## EXERCISE INSTRUCTIONS
Copy out all the entries below, replacing "microphone" with "mic" everywhere it occurs and keeping everything else unchanged. Omit the pictures.

## ENTRIES SHOWN
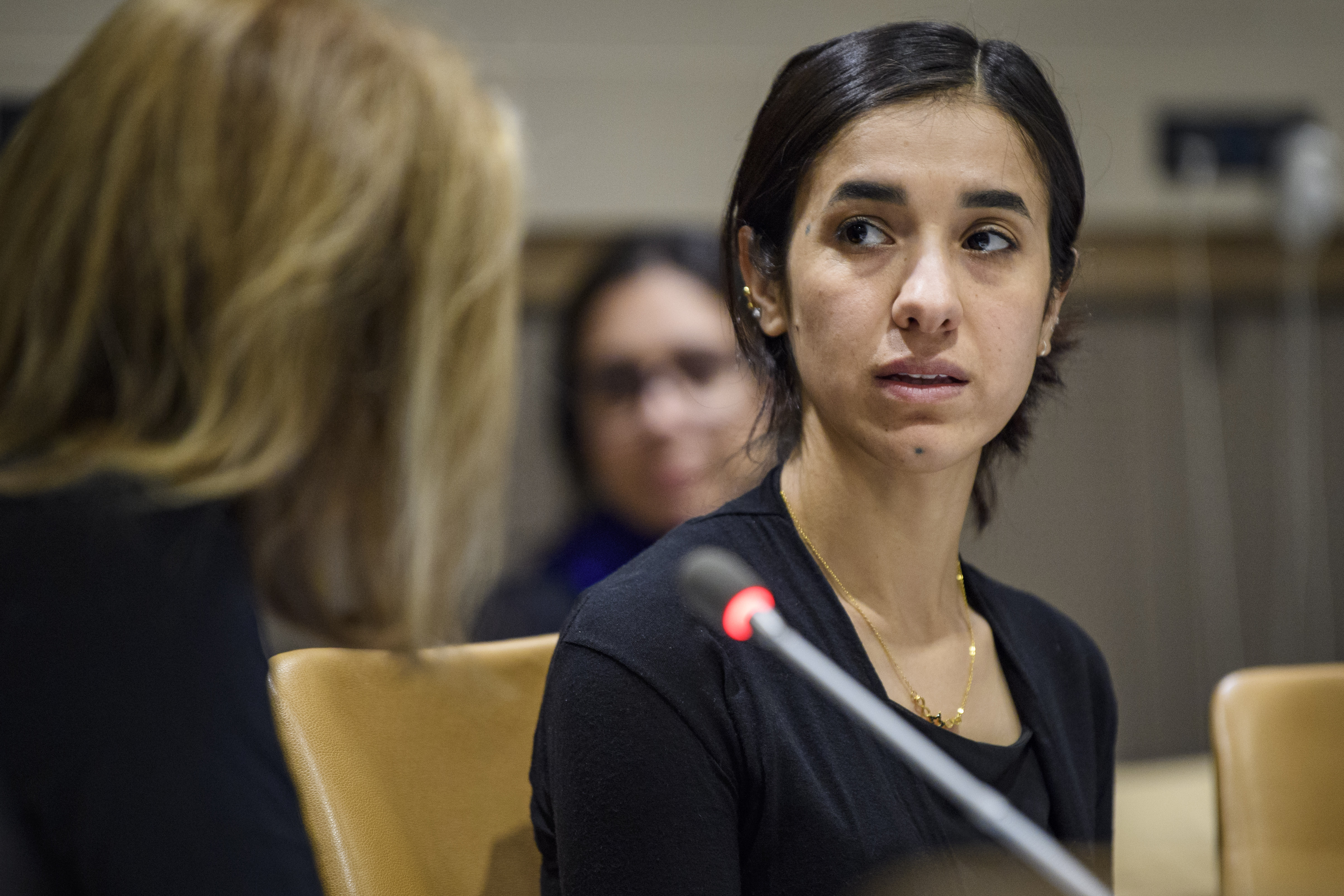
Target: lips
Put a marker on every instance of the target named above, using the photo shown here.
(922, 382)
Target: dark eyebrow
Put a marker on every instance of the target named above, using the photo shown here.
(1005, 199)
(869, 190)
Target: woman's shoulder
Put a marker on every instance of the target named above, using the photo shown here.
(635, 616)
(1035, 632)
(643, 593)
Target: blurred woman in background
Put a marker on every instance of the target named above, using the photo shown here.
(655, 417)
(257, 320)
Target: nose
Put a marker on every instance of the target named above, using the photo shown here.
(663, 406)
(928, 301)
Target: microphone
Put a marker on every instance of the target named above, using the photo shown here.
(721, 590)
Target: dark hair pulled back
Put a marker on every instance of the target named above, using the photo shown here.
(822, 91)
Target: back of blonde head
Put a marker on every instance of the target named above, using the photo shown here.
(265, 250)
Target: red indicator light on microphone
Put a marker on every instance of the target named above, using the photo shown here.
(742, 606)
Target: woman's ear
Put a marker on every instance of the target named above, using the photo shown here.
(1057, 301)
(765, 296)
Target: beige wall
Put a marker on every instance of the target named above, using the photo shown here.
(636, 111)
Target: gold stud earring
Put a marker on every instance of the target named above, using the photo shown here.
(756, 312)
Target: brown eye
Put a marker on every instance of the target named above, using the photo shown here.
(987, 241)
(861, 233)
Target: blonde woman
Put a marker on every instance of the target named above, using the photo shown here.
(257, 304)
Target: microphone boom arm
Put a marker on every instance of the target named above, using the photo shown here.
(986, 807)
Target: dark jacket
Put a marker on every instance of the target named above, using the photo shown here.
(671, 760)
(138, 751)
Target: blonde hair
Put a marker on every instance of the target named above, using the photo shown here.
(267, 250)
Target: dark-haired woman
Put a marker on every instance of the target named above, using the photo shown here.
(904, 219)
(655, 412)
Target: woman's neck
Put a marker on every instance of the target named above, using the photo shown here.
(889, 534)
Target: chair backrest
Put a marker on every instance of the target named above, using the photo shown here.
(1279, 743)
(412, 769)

## EXERCISE RESPONSE
Target: lips
Put a marker on every instance of the target named above, using the photo shown here.
(922, 382)
Target: dark eyebrow
Put a marker on every instance of the target named above, using the photo shown here.
(1005, 199)
(869, 190)
Target: woman's shoulder
Put a marker on every instance of the target named above, using the photo shown here.
(635, 616)
(1035, 632)
(643, 593)
Target: blurred woman in background
Put a marker on every instance of the target named above, using the photo shown here.
(655, 417)
(257, 320)
Target: nose
Put a marker on every instance of the target named above, using the photo shown here.
(663, 406)
(928, 301)
Target: mic
Put a marker on every instance of the target named above, using the photo shown here.
(721, 590)
Target: dark hair pulled back
Put a marker on every instance of the target named above, using the photo shown here.
(822, 91)
Target: back of blonde head
Put a marker on every instance of the target named above, using the photo shown here.
(265, 250)
Target: red indicator light on mic
Put a marker on every instance of the target named above, using the photo shown here.
(742, 606)
Target: woman's ear
Put a marker on every instance of the target named above, using the photo shown here.
(1057, 301)
(765, 296)
Target: beige wall
Put a marker on every instance of the target named above, using the photo shown here.
(636, 111)
Target: gold stud earring
Put a marker on every instance of the target named above, using the photo shown here.
(756, 312)
Target: brown eye
Put a marker on every instance of the target named above, using the photo shown here.
(987, 241)
(861, 233)
Target: blonde woman
Put a marker on every instance of the target named above, using the photo shown here.
(257, 304)
Target: mic boom arm
Put a marker on every instance of the target named above, using the photo shown here.
(986, 807)
Target: dark jacket
Put a marker on every instance of the target named above, using the photo shown here.
(671, 760)
(138, 751)
Target: blonde hair
Put a marker on every instance of the target named above, using the photo shown here.
(267, 250)
Target: dark-haired woman
Put a marker on every instance of the target named above, using the photo shown here.
(904, 219)
(655, 412)
Target: woman's neck
Put a marker on every instance of the target named above, using the photo shown here.
(889, 534)
Target: chair backrest
Put a marker on every instance of the target named above, using the photo shown here.
(1279, 743)
(412, 769)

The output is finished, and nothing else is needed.